▶ [Data to examine]
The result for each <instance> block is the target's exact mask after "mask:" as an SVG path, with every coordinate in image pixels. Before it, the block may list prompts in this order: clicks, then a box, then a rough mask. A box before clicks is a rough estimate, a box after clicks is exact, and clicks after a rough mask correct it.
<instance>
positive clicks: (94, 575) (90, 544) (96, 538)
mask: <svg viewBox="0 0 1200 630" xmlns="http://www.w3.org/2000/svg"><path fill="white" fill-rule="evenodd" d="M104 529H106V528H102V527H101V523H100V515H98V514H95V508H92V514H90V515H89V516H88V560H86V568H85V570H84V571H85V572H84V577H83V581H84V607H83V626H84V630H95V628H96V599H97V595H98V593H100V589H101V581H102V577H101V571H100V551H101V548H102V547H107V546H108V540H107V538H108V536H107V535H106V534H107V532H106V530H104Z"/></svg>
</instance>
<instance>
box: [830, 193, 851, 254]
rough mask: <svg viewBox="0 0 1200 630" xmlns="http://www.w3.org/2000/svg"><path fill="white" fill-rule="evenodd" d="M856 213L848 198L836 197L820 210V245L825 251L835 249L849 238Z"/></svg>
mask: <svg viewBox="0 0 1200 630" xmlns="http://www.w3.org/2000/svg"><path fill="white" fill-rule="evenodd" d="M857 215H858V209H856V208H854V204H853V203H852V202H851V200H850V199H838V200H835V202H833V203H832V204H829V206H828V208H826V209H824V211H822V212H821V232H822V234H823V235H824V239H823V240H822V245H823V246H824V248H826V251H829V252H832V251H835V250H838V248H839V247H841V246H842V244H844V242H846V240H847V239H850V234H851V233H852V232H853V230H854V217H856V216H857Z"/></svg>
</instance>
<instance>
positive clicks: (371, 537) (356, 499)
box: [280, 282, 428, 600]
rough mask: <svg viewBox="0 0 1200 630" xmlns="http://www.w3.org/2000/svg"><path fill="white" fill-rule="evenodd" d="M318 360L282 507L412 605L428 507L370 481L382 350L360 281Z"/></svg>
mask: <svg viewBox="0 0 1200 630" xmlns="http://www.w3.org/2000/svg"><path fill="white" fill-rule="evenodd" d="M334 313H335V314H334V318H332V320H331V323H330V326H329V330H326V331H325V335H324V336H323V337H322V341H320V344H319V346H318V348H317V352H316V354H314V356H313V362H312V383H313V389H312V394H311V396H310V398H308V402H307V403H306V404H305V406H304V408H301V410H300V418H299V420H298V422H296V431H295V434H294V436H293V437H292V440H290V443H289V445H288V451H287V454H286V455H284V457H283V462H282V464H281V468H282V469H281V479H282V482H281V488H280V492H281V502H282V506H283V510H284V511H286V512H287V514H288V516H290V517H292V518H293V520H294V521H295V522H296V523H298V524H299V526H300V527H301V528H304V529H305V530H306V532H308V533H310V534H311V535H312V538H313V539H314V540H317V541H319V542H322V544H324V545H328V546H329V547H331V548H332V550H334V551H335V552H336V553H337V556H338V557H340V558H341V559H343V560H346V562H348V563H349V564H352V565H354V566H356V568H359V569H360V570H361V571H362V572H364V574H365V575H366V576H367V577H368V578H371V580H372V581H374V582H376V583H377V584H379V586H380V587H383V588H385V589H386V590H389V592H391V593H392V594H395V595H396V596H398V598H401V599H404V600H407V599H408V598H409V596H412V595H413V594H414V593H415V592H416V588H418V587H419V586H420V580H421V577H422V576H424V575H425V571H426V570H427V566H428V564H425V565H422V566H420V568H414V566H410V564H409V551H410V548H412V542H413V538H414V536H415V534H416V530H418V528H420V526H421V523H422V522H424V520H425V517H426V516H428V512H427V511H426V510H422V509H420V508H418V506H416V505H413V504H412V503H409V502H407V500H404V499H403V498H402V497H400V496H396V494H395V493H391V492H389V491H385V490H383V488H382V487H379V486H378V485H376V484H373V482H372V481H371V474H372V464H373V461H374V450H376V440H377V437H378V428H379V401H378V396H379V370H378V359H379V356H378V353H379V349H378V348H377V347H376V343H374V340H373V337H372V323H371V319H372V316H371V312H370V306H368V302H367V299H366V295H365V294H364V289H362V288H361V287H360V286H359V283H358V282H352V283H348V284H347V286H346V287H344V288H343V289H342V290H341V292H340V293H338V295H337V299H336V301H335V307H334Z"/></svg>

▶ [What is needed]
Print out the whole of the material exactly, line for line.

▶ [Response area]
The result for each <instance> block is the target's exact mask after "mask:" as an SVG path, with every coordinate in image pixels. Before it, the block may list prompts in this order: clicks, then a box, then a rough mask. A box before clicks is a rough estimate, a box after clicks is exact, and clicks after a rough mask correct it.
<instance>
positive clicks: (94, 575) (90, 544) (96, 538)
mask: <svg viewBox="0 0 1200 630" xmlns="http://www.w3.org/2000/svg"><path fill="white" fill-rule="evenodd" d="M104 529H106V528H102V527H101V523H100V515H98V514H95V508H92V514H90V515H89V516H88V560H86V568H85V570H84V571H85V572H84V577H83V581H84V607H83V626H84V630H95V628H96V599H97V595H98V593H100V589H101V581H102V577H101V571H100V551H101V548H102V547H107V546H108V540H107V538H108V536H107V535H106V534H107V532H106V530H104Z"/></svg>
</instance>
<instance>
box: [830, 193, 851, 254]
rough mask: <svg viewBox="0 0 1200 630" xmlns="http://www.w3.org/2000/svg"><path fill="white" fill-rule="evenodd" d="M856 213L848 198L836 197L820 210V245L825 251L835 249L849 238Z"/></svg>
mask: <svg viewBox="0 0 1200 630" xmlns="http://www.w3.org/2000/svg"><path fill="white" fill-rule="evenodd" d="M857 215H858V209H856V208H854V204H853V203H852V202H851V200H850V199H838V200H835V202H833V203H832V204H829V206H828V208H826V209H824V211H822V212H821V232H822V234H823V235H824V239H823V240H822V245H823V246H824V248H826V251H829V252H832V251H835V250H838V248H839V247H841V246H842V244H844V242H846V240H847V239H850V234H851V233H852V232H853V230H854V217H856V216H857Z"/></svg>
</instance>
<instance>
positive clicks: (371, 537) (356, 499)
box: [280, 282, 428, 600]
rough mask: <svg viewBox="0 0 1200 630" xmlns="http://www.w3.org/2000/svg"><path fill="white" fill-rule="evenodd" d="M318 360L282 507L412 605L428 507L370 481L382 350L360 281Z"/></svg>
mask: <svg viewBox="0 0 1200 630" xmlns="http://www.w3.org/2000/svg"><path fill="white" fill-rule="evenodd" d="M334 313H335V314H334V318H332V320H331V323H330V326H329V330H326V331H325V335H324V336H323V337H322V341H320V344H319V346H318V348H317V352H316V354H314V356H313V362H312V383H313V389H312V394H311V396H310V398H308V402H307V403H306V404H305V406H304V408H301V410H300V418H299V420H298V422H296V431H295V434H294V436H293V437H292V440H290V443H289V445H288V451H287V454H286V455H284V457H283V462H282V464H281V468H282V469H281V479H282V482H281V488H280V492H281V502H282V506H283V510H284V511H286V512H287V514H288V516H290V517H292V518H293V520H294V521H295V522H296V523H298V524H299V526H300V527H301V528H304V529H305V530H306V532H308V533H310V534H311V535H312V538H313V539H314V540H317V541H319V542H322V544H324V545H328V546H329V547H331V548H332V550H334V551H335V552H336V553H337V556H338V557H340V558H341V559H343V560H346V562H348V563H349V564H352V565H354V566H356V568H359V569H360V570H361V571H362V572H364V574H365V575H366V576H367V577H368V578H371V580H372V581H374V582H376V583H377V584H379V586H380V587H383V588H385V589H386V590H389V592H391V593H392V594H395V595H396V596H398V598H401V599H404V600H407V599H408V598H409V596H412V595H413V594H414V593H415V592H416V588H418V587H419V586H420V580H421V577H422V576H424V575H425V571H426V570H427V566H428V564H425V565H422V566H420V568H414V566H410V564H409V551H410V548H412V542H413V538H414V536H415V534H416V530H418V528H420V526H421V523H422V522H424V520H425V517H426V516H428V512H427V511H426V510H422V509H420V508H418V506H416V505H413V504H412V503H409V502H407V500H404V499H403V498H402V497H400V496H396V494H395V493H391V492H389V491H385V490H383V488H382V487H379V486H378V485H376V484H373V482H372V481H371V474H372V464H373V461H374V450H376V440H377V437H378V428H379V401H378V396H379V370H378V359H379V356H378V353H379V349H378V348H377V347H376V343H374V340H373V337H372V323H371V319H372V316H371V312H370V306H368V302H367V299H366V295H365V294H364V289H362V288H361V287H360V286H359V283H358V282H352V283H348V284H347V286H346V287H344V288H343V289H342V290H341V292H340V293H338V295H337V299H336V301H335V307H334Z"/></svg>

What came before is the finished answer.